> _TASK DIRECTIONS_
Your task is to copy the stretch of lines in the records below that begins with the line containing "Query: snowy ridge line" and ends with the line containing "Query: rock face", exactly as written, with nothing added.

Segment Start: DATA IN THIS EXERCISE

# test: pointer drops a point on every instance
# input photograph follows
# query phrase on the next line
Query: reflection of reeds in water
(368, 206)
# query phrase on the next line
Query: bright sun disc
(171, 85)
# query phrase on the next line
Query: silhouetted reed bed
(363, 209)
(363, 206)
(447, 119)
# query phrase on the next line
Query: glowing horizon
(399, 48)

Segment End: DATA IN THIS EXERCISE
Segment Start: DATA IN THIS EXERCISE

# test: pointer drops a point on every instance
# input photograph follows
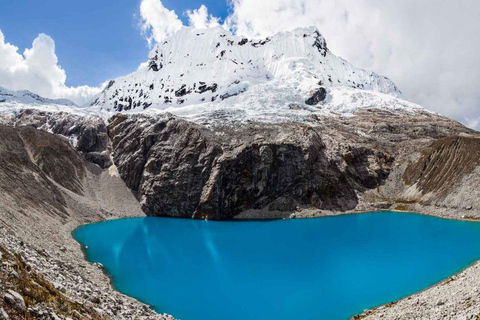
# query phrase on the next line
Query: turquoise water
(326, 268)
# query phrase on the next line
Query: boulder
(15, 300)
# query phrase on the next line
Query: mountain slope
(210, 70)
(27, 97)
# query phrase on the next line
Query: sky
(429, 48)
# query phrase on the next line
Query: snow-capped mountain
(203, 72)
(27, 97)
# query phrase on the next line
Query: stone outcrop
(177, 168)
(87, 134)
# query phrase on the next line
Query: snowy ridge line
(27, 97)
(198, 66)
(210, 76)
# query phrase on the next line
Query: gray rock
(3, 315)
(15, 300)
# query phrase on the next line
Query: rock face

Segment End: DATA IN THIS EXERCISE
Segment Start: DATA IN THIS EXERCISE

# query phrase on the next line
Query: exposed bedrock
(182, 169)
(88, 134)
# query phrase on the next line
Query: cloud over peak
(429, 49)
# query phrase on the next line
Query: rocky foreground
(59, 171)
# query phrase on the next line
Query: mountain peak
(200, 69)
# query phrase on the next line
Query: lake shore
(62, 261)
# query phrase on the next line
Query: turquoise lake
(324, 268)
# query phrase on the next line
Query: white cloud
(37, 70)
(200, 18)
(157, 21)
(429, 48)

Segment End: DATA IN THIS EXERCISE

> _SOLUTION FOR THIS PROBLEM_
Query: snowy ridge line
(27, 97)
(198, 66)
(210, 76)
# query phrase on the next line
Query: gray rock
(3, 315)
(15, 300)
# query phrase on the next line
Query: rock face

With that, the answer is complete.